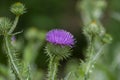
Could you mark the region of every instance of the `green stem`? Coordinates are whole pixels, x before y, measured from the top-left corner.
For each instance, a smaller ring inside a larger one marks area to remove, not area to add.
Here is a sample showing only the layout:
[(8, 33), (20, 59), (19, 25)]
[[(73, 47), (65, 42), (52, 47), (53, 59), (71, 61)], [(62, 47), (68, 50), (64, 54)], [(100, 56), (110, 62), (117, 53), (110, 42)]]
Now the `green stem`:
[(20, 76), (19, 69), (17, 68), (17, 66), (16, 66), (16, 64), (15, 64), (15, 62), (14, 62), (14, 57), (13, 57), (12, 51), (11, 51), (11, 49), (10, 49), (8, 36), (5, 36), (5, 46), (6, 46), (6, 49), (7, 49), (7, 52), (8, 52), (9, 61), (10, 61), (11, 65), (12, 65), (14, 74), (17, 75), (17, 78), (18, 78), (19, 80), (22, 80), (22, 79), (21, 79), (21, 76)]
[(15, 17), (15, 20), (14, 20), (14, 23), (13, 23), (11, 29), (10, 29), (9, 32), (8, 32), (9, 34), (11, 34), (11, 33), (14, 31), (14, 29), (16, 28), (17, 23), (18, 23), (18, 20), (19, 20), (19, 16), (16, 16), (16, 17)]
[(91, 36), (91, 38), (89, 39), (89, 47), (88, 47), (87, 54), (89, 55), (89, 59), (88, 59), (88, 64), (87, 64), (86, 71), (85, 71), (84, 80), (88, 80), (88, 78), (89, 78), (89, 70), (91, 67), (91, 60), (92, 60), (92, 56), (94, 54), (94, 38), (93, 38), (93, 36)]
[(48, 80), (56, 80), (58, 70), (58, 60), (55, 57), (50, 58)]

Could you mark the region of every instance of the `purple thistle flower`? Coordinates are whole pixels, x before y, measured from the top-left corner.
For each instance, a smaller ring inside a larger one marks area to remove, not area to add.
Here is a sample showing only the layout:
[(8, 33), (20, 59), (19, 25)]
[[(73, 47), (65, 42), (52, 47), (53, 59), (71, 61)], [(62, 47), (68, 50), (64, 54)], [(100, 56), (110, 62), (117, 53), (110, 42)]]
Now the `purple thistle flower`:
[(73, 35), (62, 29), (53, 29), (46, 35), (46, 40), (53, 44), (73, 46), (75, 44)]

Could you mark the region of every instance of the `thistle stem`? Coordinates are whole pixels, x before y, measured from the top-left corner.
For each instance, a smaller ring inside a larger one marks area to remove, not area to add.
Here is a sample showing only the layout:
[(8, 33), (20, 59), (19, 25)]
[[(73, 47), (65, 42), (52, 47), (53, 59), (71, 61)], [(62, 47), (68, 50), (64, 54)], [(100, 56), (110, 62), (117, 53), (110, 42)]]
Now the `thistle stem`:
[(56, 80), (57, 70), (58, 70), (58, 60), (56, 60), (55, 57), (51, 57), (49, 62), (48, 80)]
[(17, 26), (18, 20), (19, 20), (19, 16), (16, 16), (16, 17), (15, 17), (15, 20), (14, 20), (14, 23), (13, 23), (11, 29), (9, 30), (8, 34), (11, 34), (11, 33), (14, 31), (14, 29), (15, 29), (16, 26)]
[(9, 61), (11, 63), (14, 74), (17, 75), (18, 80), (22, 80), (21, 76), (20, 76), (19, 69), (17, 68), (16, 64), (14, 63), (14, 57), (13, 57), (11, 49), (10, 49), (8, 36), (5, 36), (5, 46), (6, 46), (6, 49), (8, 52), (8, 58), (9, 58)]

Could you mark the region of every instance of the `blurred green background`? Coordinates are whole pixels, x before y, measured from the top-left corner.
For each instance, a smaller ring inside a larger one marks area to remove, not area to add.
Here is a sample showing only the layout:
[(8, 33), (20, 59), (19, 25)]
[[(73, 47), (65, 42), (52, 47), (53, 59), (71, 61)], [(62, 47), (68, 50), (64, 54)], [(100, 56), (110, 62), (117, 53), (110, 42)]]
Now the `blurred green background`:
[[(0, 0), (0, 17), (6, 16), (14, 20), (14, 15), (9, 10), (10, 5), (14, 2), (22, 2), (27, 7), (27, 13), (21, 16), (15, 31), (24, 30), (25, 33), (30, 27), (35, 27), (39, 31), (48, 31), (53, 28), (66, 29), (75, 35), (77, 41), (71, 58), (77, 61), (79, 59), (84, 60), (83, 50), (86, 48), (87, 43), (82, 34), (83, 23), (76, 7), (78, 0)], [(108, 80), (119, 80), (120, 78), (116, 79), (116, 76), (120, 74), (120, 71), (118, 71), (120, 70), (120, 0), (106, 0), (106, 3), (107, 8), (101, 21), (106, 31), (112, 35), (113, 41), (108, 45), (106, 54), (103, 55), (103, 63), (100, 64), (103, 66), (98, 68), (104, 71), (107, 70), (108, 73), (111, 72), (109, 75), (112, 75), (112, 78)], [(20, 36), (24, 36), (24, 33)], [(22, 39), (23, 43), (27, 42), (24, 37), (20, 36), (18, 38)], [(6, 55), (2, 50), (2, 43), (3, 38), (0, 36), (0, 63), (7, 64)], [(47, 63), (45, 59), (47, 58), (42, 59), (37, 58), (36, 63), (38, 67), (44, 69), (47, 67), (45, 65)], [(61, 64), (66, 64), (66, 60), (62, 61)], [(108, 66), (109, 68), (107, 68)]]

...

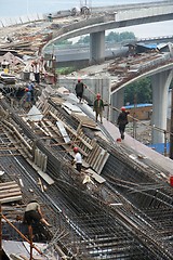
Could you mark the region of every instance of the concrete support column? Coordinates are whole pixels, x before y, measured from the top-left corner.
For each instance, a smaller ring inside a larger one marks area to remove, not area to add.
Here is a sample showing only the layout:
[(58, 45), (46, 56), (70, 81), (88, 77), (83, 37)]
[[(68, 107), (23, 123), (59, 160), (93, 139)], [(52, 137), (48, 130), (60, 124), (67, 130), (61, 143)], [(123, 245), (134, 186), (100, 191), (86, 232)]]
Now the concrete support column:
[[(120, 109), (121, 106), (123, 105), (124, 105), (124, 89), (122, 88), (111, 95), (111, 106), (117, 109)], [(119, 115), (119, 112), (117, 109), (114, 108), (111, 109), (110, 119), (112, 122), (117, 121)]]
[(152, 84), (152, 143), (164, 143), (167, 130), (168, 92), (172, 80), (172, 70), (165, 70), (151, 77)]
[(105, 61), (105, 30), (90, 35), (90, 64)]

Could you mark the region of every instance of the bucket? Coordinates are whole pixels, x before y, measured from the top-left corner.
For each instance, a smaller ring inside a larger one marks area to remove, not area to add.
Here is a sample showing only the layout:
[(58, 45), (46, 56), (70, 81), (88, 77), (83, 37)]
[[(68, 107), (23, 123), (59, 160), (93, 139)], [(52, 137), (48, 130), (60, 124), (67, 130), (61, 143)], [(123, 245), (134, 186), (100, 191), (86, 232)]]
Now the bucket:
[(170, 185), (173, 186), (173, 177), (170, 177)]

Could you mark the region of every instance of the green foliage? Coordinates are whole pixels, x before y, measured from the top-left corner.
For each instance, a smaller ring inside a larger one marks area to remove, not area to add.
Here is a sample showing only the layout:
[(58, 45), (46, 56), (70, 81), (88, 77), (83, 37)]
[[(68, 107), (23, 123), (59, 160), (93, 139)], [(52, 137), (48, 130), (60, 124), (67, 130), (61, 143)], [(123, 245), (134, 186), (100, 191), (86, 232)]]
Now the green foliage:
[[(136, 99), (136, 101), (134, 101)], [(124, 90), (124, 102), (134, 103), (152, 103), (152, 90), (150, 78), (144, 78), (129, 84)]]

---

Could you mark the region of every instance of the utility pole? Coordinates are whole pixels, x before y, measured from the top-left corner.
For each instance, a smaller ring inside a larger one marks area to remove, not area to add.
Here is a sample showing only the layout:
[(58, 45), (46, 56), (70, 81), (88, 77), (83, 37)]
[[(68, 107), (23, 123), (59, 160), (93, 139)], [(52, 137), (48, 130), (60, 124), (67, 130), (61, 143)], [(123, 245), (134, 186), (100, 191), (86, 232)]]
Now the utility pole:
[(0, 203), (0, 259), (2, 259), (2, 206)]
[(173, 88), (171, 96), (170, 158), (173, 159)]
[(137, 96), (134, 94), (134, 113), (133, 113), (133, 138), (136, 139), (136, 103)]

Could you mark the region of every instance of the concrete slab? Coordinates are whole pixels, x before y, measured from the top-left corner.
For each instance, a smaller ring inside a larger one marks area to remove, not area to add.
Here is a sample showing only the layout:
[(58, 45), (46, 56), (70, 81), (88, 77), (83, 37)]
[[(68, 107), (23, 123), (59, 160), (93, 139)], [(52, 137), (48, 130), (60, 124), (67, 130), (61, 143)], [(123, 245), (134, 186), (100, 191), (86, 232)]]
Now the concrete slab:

» **Written instruction**
Write out the lines between the line that contains "concrete support column?" and the line that contains "Now the concrete support", inclusive.

» **Result of this task**
Could you mark the region of every instance of the concrete support column? Coordinates are whole pixels, x before y, measured from the top-left corner.
For each instance, a smaller ring inside a larger one marks area to remove, not area to add.
Here is a sample showing only the layout:
[(58, 45), (46, 56), (70, 81), (88, 77), (83, 37)]
[[(68, 107), (23, 123), (59, 160), (93, 139)], [(52, 137), (48, 130), (60, 124), (67, 130), (61, 143)], [(123, 245), (134, 186), (100, 191), (86, 232)]]
Now the concrete support column:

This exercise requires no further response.